# Problem to solve
Can you render every line of the records below as a numbered list, skipping blank lines and leaving out the pictures?

=== The records ===

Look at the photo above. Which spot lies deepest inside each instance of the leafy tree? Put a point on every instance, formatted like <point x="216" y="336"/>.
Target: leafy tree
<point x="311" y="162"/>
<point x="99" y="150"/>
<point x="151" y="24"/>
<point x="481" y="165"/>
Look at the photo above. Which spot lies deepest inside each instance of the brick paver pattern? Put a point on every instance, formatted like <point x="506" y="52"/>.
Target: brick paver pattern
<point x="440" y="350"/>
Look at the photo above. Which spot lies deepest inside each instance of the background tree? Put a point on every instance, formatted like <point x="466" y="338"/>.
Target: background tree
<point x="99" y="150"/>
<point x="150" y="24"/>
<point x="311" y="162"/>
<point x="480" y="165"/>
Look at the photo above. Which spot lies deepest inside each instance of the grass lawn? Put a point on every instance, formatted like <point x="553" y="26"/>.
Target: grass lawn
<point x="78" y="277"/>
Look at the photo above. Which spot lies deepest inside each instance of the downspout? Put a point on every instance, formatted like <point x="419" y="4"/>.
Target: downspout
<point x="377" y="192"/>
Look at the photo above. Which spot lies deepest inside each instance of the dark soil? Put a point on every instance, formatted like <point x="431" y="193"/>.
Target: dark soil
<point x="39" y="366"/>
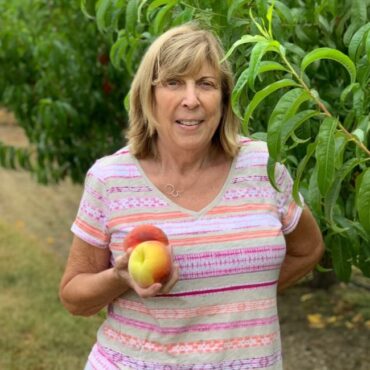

===

# Expected output
1. Look at the photo above. Which spot lies deepest inside each instance of the leafy tree? Put a point on every instance, formatted like <point x="216" y="336"/>.
2. Target: leafy tree
3. <point x="311" y="162"/>
4. <point x="99" y="150"/>
5. <point x="151" y="24"/>
6. <point x="481" y="165"/>
7. Look at the photo above. Which spot lies deepest inside each instance of the brick paver pattern? Put a point on every instance, formatted like <point x="506" y="52"/>.
8. Target: brick paver pattern
9. <point x="440" y="350"/>
10. Look at the photo above. Which spot lies deepest inside each instance of the background tree? Put a point on every instance, formatted like <point x="466" y="338"/>.
11. Target: background tree
12. <point x="99" y="150"/>
13. <point x="150" y="24"/>
14. <point x="311" y="162"/>
15. <point x="480" y="165"/>
16. Look at the photo above. Which spot lies deepest inside each instance of the grass lawn? Put a point on every instance, formatted like <point x="553" y="26"/>.
17. Target: grass lawn
18. <point x="78" y="277"/>
19. Look at the photo above. Which spot lies deepest inside each instance of the downspout? Put a point on every instance, formatted like <point x="419" y="4"/>.
20. Target: downspout
21. <point x="377" y="192"/>
22. Look at the photo above. Which spot lies deepest inside each instance of the dark soil? Put a point on every instance, formatted like <point x="431" y="193"/>.
23. Target: dark soil
24. <point x="39" y="366"/>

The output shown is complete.